§ **Trecho da fonte**:

= = = =

LOLEK! KAROL! JOÃO!
Não é nenhuma coincidência que tudo tenha se dado na Oitava da Páscoa, num primeiro sábado do mês! Também não é coincidência que as últimas palavras tenham sido pronunciadas em favor e agradecimento aos jovens, tão queridos seus! Não, não se trata de nenhuma coincidência. Quando víamos sua figura paterna, desgastada pelo peso do comando de tantas almas, curvada e serena em sua mansa santidade, seus olhos que grampeavam o olhar de todos e em cuja profundidade se afogava o martírio de tantos que sofrem e gemem, a única coisa que buscávamos era o seu exemplo. Em seu vivencial anúncio do Evangelho, quando eleva seu Cristo acima de todo brado humano e de toda expectativa, João perturba e consola, em mãos tão frágeis e fortes, um mundo que tomba diante da própria prepotência, da própria ignorância. E, mesmo morto, levado pelos oficiais do Vaticano em penosa procissão na Praça de São Pedro, sob o olhar perplexo de milhares de pessoas que choram, que gritam seu nome, João, o nosso João de Deus, apascenta com seu semblante de Paz, como um espelho do Céu que nos aguarda. Mesmo em seus trajes de morte, num vermelho que acentua ainda mais a alvura da pele experimentada na dor, vemos a prefiguração de Cristo que experimenta a Paixão e a suplanta, na esperança da Glória eterna de Deus. O mundo, pesaroso e contrito, testifica no profundo dos olhos e do coração essa paz que o nosso Karol tanto espalhou, e grita: “A bênção, João!”.

= = = =

§ **Itens fornecidos**:
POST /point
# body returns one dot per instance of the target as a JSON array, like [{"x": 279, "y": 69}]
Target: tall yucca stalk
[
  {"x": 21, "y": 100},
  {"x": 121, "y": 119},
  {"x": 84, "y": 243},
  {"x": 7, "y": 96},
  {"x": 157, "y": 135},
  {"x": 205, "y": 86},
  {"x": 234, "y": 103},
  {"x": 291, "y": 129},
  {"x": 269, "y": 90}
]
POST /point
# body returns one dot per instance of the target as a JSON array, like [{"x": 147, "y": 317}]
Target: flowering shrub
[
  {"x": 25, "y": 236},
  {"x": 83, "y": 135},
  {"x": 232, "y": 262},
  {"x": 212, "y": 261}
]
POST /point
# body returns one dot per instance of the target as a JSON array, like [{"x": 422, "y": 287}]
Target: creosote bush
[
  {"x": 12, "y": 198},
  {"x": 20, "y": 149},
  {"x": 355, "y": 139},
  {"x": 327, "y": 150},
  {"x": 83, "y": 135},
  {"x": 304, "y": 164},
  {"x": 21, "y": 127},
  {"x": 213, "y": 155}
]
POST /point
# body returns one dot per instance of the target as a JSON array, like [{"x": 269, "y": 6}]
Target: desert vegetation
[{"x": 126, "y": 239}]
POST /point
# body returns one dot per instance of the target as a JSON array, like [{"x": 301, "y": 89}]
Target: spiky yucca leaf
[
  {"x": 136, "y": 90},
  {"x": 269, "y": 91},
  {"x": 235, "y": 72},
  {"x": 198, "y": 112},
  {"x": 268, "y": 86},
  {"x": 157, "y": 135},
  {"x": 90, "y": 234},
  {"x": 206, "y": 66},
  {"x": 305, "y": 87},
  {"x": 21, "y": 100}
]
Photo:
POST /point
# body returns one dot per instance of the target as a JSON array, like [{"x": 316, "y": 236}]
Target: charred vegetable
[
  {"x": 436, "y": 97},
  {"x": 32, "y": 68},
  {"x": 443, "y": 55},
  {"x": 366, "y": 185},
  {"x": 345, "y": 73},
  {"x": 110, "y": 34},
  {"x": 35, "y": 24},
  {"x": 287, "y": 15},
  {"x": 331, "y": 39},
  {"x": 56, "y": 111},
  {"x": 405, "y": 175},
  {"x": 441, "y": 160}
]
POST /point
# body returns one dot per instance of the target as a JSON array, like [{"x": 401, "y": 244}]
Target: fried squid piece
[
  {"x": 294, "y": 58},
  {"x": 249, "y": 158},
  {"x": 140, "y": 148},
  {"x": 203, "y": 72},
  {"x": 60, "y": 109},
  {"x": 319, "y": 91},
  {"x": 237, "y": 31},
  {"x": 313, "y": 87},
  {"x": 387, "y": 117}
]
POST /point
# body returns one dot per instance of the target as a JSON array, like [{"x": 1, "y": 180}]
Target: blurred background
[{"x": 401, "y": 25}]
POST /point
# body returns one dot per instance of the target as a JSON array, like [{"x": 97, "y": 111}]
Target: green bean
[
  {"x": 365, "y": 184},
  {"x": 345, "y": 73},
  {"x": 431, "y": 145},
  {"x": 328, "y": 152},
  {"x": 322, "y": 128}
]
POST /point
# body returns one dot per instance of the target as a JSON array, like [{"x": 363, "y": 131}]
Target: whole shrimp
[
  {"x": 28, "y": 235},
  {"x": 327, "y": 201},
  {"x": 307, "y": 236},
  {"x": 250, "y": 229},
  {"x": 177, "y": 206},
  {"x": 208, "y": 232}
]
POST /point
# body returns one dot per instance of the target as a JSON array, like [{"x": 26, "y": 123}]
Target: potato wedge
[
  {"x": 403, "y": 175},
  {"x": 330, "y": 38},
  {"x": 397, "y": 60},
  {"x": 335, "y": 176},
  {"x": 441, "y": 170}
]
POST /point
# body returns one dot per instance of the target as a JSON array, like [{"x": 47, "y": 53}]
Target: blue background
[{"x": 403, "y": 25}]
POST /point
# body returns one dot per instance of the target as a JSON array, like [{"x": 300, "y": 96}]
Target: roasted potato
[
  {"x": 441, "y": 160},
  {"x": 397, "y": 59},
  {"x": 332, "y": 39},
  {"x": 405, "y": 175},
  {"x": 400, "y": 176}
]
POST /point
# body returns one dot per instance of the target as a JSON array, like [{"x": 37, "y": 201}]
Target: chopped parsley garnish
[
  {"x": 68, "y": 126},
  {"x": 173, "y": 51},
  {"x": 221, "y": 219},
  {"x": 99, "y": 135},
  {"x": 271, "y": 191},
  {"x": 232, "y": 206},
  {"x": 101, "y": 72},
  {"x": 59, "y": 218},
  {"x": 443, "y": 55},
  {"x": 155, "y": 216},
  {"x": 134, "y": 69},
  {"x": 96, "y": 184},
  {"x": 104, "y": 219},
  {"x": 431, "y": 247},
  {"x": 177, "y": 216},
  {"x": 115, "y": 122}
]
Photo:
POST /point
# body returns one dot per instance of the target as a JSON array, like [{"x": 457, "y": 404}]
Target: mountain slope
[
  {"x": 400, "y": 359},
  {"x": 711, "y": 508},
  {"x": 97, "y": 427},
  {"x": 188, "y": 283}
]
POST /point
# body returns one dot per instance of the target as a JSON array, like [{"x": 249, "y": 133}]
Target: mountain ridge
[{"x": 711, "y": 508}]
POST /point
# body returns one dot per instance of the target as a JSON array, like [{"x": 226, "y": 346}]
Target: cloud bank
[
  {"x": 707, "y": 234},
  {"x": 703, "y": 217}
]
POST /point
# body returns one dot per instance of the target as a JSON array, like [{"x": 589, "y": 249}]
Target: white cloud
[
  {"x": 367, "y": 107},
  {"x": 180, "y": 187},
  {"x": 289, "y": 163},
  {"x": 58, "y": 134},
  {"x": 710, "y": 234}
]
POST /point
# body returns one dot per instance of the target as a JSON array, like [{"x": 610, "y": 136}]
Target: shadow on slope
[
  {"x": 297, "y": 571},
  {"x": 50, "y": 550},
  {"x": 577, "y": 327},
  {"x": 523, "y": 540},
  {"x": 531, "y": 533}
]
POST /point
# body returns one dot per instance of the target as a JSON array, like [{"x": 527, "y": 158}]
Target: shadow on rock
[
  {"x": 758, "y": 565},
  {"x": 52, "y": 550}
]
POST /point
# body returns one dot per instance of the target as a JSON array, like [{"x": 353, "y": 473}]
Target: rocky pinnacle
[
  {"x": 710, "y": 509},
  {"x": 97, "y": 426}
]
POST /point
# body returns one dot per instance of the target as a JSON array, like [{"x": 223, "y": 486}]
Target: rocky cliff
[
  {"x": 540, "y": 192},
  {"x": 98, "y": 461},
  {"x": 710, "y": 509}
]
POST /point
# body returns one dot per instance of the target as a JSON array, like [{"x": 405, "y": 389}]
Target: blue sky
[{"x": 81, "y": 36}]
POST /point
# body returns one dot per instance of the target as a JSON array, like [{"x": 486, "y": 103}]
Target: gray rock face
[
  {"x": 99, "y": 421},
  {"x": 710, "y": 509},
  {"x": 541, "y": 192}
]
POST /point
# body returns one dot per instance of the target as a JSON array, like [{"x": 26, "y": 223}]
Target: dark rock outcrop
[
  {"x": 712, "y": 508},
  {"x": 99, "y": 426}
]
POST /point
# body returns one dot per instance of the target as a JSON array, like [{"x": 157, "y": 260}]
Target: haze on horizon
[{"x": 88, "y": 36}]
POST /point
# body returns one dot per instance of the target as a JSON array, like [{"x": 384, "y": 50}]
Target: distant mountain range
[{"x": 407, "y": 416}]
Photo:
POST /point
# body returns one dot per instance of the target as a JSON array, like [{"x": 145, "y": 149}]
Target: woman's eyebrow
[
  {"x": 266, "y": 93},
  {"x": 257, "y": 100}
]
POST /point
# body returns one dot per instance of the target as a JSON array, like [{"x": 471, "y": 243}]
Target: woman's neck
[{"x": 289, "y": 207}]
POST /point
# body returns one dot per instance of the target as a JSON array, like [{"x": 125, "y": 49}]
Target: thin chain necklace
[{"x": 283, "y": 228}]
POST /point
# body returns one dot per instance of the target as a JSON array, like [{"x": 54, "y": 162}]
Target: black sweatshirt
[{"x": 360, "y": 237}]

= = = =

§ **Instruções**:
[a] Liste todos os nomes com que o texto em homenagem a João se refere ao homenageado.
[b] Prossiga o texto em homenagem a João a partir da última frase apresentada.

§ **Respostas**:
[a] Lolek, Karol, João e João de Deus.

[b]
Em pequeno, o Lolek, o pequeno Karol, amparado unicamente pelo Deus que havia de anunciar. Depois, o Karol forte e austero da juventude – ator, escritor, poeta, operário, seminarista. Plural e dinâmico numa Polônia presa em si mesma, amedrontada pelo pavor de falsos anúncios. Logo, o Bispo Karol, respeitado e escondido em seu carisma de pastor, maduro o suficiente para ser ouvido no Vaticano, chama a atenção do Conclave. E, por fim, o João, João de Deus, Papa do mundo, Papa da Paz!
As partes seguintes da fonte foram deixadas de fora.